> WORK TASK: Records follow. Pull out every line that contains "lens".

_ _ _

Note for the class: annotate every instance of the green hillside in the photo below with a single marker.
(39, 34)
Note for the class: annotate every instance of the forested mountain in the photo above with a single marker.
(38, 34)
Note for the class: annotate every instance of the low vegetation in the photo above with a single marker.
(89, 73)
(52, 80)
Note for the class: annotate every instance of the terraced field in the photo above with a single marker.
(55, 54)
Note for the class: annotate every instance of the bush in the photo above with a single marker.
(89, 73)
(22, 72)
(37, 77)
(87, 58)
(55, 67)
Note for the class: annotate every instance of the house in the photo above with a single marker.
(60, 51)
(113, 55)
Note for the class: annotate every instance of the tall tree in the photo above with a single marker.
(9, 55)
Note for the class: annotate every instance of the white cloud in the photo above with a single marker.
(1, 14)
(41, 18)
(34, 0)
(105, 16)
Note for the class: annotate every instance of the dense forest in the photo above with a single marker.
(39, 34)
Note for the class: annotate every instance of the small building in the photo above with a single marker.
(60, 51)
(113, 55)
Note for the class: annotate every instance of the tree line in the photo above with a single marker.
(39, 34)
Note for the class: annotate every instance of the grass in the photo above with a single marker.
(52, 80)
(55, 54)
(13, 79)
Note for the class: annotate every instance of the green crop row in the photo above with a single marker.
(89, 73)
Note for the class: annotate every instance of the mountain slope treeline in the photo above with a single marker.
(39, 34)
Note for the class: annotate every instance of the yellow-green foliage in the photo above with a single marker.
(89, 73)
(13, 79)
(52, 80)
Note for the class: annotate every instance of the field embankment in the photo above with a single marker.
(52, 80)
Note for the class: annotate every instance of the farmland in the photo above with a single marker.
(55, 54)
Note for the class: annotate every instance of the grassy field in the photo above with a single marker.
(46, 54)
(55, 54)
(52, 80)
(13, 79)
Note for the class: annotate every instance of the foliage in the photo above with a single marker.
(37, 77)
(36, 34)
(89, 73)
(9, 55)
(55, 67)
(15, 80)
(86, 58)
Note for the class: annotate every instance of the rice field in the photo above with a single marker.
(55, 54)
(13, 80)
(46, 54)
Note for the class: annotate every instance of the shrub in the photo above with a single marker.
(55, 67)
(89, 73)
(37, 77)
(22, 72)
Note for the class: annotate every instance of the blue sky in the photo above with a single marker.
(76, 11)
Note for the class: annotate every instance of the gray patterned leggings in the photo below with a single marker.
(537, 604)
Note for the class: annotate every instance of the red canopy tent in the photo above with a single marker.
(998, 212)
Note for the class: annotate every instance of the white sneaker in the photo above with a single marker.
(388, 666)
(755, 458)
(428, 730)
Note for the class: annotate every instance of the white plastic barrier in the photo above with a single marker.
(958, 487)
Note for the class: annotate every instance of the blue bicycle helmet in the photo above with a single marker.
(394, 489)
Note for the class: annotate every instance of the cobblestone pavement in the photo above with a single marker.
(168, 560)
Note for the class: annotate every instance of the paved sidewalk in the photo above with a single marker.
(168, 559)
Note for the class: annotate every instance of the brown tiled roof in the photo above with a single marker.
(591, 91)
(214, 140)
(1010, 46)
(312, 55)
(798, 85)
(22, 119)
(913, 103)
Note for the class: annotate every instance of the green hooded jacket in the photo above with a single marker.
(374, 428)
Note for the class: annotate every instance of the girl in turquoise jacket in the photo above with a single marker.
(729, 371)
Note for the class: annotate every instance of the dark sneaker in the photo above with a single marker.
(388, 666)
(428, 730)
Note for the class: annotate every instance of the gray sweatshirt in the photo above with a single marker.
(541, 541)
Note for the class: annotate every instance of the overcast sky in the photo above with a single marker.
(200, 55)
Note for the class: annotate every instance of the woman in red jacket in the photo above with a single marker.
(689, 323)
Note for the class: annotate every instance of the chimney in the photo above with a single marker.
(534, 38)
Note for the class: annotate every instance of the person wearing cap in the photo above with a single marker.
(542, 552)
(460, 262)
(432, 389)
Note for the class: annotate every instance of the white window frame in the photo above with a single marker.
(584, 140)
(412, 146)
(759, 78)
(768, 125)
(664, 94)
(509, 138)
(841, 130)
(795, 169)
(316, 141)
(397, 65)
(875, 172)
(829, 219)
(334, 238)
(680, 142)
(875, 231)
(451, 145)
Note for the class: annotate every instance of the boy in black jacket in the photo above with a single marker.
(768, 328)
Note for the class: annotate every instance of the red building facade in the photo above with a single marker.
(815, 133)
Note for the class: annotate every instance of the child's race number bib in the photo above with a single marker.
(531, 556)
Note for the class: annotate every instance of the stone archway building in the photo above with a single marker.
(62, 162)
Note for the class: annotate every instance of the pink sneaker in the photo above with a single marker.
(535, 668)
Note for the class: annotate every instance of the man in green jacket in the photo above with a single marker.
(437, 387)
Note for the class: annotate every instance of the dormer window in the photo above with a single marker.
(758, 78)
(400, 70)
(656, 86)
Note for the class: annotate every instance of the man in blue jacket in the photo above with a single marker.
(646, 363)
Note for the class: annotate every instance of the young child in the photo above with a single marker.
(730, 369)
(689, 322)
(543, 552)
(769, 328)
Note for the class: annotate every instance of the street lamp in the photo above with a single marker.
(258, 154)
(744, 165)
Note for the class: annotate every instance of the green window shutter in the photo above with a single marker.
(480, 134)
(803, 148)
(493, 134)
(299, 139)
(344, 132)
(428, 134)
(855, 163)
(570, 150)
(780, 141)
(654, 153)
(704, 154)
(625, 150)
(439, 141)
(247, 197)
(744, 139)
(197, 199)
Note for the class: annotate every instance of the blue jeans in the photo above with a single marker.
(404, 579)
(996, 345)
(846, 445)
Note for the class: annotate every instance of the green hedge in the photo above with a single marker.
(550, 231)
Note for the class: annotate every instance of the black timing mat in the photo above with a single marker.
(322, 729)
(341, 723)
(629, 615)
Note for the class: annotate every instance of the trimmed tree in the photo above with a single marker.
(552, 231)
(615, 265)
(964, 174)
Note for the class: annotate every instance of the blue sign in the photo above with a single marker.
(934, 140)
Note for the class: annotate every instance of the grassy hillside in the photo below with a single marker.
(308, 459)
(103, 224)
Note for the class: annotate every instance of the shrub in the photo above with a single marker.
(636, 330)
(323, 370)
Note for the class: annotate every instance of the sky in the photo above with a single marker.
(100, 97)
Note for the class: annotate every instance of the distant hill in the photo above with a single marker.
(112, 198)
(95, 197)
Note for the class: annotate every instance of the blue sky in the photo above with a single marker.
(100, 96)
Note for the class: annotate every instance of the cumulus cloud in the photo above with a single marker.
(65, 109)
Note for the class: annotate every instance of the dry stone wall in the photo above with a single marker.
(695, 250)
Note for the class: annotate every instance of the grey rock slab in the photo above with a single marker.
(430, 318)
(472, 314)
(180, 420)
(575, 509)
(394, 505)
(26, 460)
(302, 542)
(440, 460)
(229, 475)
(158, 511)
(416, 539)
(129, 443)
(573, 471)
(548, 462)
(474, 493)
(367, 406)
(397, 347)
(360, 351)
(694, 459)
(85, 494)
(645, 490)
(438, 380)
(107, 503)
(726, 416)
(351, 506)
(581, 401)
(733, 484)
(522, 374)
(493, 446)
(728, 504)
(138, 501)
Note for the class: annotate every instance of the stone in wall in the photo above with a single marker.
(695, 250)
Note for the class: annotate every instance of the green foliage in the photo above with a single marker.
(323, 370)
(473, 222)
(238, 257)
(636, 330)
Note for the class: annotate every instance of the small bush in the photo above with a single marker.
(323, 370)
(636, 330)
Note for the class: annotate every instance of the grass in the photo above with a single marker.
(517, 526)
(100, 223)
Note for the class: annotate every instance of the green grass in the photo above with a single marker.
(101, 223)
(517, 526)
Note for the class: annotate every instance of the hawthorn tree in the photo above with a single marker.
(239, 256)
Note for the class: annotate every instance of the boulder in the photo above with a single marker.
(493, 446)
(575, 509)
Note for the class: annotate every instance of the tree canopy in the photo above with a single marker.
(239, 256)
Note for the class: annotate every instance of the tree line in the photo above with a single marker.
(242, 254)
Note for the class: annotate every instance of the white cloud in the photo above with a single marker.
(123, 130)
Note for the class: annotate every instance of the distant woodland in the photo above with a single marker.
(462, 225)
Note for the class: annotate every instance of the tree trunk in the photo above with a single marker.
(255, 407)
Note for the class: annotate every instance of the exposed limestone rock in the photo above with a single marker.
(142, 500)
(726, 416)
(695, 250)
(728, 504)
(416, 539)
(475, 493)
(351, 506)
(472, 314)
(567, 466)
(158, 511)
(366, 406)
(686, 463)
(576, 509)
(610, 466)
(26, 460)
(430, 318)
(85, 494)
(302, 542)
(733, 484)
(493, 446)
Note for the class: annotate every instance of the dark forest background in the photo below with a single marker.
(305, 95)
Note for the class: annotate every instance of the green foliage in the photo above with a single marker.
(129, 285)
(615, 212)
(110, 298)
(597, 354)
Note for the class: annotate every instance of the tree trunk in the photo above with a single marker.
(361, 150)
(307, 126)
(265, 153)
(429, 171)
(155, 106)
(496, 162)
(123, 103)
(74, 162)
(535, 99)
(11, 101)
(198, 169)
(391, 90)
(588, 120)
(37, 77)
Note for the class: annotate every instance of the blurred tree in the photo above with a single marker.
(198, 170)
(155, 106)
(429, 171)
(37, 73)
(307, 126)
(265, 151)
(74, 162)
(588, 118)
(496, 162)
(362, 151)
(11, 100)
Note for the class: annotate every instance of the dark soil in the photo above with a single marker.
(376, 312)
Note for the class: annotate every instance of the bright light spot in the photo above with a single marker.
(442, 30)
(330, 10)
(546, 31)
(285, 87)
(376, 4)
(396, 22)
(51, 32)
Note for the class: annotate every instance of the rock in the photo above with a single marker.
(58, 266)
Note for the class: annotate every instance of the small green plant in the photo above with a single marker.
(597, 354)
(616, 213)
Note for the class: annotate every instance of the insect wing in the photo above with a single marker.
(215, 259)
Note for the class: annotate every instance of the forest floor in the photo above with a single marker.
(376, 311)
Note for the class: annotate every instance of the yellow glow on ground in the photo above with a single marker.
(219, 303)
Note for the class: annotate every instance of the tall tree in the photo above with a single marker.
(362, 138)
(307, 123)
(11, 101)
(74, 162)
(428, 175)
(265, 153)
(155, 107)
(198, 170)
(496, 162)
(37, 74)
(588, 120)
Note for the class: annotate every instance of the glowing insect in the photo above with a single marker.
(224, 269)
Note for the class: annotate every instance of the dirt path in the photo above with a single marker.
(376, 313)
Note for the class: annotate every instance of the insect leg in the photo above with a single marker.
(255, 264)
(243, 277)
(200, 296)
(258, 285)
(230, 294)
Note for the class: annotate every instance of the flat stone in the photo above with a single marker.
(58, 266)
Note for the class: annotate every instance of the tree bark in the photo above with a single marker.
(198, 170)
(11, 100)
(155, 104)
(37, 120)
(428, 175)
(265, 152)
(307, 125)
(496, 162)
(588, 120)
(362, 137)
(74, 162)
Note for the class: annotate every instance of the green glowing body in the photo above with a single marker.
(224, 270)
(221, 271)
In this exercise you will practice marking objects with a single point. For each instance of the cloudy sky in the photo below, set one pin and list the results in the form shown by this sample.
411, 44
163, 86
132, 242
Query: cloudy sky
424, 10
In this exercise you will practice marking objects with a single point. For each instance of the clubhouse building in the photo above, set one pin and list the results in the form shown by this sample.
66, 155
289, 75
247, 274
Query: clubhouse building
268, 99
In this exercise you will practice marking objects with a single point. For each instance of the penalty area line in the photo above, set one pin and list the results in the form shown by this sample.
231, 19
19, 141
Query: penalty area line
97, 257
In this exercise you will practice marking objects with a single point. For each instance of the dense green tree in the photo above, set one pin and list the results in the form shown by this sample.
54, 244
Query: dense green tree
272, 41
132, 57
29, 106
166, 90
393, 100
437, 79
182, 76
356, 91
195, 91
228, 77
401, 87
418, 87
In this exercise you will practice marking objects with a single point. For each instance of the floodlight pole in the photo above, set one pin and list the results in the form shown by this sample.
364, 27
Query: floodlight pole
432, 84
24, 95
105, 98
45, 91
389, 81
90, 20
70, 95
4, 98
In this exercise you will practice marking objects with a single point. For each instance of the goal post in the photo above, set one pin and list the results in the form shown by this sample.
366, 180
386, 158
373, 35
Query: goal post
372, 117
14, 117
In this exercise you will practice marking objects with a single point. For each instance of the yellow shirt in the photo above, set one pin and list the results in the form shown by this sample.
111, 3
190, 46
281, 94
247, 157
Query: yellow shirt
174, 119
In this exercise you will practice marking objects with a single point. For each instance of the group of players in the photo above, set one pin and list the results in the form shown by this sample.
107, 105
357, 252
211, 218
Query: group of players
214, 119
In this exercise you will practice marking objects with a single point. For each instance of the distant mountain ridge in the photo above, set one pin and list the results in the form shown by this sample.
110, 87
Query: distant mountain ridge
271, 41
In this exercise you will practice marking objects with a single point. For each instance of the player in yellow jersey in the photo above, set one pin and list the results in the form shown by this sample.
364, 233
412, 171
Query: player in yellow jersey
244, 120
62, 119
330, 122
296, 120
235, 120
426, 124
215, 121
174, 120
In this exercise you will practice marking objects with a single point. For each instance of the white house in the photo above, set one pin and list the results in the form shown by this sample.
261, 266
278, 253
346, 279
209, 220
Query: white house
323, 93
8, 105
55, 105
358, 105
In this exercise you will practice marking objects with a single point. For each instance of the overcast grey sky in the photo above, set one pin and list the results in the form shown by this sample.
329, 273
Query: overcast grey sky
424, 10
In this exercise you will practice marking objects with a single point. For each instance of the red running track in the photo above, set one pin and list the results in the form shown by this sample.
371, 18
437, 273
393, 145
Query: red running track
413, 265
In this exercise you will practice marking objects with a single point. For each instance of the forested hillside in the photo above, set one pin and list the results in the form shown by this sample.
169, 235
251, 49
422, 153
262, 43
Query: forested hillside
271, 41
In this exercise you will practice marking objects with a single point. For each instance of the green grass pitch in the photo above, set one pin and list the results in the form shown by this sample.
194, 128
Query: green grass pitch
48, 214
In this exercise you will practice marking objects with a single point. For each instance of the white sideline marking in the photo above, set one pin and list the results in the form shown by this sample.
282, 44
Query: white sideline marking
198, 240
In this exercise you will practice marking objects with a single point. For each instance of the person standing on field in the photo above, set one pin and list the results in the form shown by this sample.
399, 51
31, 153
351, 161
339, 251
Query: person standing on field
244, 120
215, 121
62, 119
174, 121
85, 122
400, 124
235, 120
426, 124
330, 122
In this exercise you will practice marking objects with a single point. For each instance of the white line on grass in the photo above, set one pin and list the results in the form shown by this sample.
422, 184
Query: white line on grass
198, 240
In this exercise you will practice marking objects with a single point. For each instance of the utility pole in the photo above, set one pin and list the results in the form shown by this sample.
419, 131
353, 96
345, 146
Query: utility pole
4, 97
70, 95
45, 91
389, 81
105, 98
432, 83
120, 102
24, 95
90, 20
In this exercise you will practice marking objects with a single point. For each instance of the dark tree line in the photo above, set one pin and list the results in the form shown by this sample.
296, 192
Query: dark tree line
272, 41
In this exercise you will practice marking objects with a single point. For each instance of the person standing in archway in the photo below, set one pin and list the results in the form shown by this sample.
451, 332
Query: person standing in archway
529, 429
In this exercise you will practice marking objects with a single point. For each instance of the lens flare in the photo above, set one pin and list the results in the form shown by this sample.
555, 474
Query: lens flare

_ _ _

> RESPONSE TO THIS EXERCISE:
In this exercise you will practice marking objects with a single point. For each instance of the lens flare in the photo above, set one pin and list the results in the form shown by this sample.
Query: lens flare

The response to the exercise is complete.